■ **Tasks**:
1. In the article on EU transparency, which country is cited as having the kind of access to information that transparency organizations want the EU to match?
2. Rewrite the part of the article on EU transparency that begins with "These changes have" and ends after "to EU documents.", putting "Council Presidency" in place of "Danish Presidency".
3. According to the article on EU transparency, which parties was the Danish Presidency trying to bring to an agreement on the reform of the rules on public access to EU documents? List them all.

■ **Page excerpt**:
Danish Presidency stops push for greater transparency as Commission and large Member States refuse access

The European Parliament favours greater access to information of the European institutions. This allows citizens to follow debates and discussions and prevents that policies are prepared and decided behind closed doors. More transparency will also prevent that resourceful business lobbies will capture EU decision making. Organisations arguing for more transparency and comparable to the access that exist in other countries such as Sweden have also been promoting changes to EU laws to allow more openness.

These changes have been opposed by the Commission and several large member states which have used the discussion to seek more restrictive access to information. The Danish Presidency decided that positions were so contradictory and so contrary to the spirit of the changes sought that it has abandoned seeking changes. The existing rules will remain in force. While this does not lead to more transparency it does prevent that existing rules are undermined.

- Full report from Access Info Europe:

Denmark drops reform of EU access to documents rules as disagreements prove insurmountable

20 June 2012 - The Danish Presidency of the Council of the EU yesterday gave up on trying to reach an agreement between the European Commission, the Parliament and the Member States on reform of the rules that govern public access to EU documents.

■ **Supplied information**:
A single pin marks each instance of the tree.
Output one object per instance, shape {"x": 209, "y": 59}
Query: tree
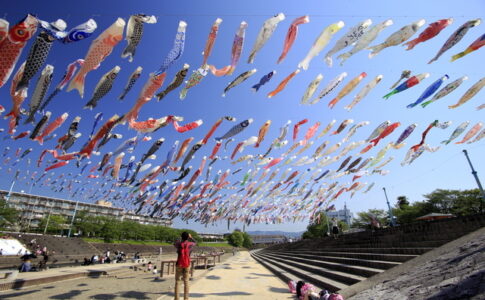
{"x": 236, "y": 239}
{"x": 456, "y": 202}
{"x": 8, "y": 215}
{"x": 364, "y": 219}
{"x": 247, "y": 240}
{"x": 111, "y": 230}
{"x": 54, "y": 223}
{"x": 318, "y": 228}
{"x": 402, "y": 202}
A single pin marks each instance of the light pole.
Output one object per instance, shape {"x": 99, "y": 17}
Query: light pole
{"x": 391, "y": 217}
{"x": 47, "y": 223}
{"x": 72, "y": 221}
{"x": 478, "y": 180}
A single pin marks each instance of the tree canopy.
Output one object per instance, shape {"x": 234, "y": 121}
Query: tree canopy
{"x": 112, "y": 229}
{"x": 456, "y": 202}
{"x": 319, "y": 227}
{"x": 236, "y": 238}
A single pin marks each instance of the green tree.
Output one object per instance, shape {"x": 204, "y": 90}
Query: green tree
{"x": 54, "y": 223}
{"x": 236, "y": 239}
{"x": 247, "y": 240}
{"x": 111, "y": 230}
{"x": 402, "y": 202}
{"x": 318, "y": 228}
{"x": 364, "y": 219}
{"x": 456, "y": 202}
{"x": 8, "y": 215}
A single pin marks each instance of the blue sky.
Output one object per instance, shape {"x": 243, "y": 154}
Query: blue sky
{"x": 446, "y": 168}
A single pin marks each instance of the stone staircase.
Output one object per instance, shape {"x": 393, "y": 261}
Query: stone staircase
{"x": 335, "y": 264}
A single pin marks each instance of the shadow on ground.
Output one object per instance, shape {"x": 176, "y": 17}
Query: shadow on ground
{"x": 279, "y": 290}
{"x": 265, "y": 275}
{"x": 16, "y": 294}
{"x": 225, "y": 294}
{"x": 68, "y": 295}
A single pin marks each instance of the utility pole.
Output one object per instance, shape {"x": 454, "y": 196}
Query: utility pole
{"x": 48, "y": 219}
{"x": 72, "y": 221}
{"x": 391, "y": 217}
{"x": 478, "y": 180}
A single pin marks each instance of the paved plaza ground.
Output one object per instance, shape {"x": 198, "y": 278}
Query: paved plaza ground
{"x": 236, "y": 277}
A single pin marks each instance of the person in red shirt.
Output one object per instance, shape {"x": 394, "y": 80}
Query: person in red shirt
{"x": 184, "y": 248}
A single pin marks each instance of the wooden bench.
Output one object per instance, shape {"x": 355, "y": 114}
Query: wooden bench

■ **Completed exercise**:
1. Sweden

2.
These changes have been opposed by the Commission and several large member states which have used the discussion to seek more restrictive access to information. The Council Presidency decided that positions were so contradictory and so contrary to the spirit of the changes sought that it has abandoned seeking changes. The existing rules will remain in force. While this does not lead to more transparency it does prevent that existing rules are undermined.

- Full report from Access Info Europe:

Denmark drops reform of EU access to documents rules as disagreements prove insurmountable

20 June 2012 - The Council Presidency of the Council of the EU yesterday gave up on trying to reach an agreement between the European Commission, the Parliament and the Member States on reform of the rules that govern public access to EU documents.

3.
- The European Commission
- The Parliament
- The Member States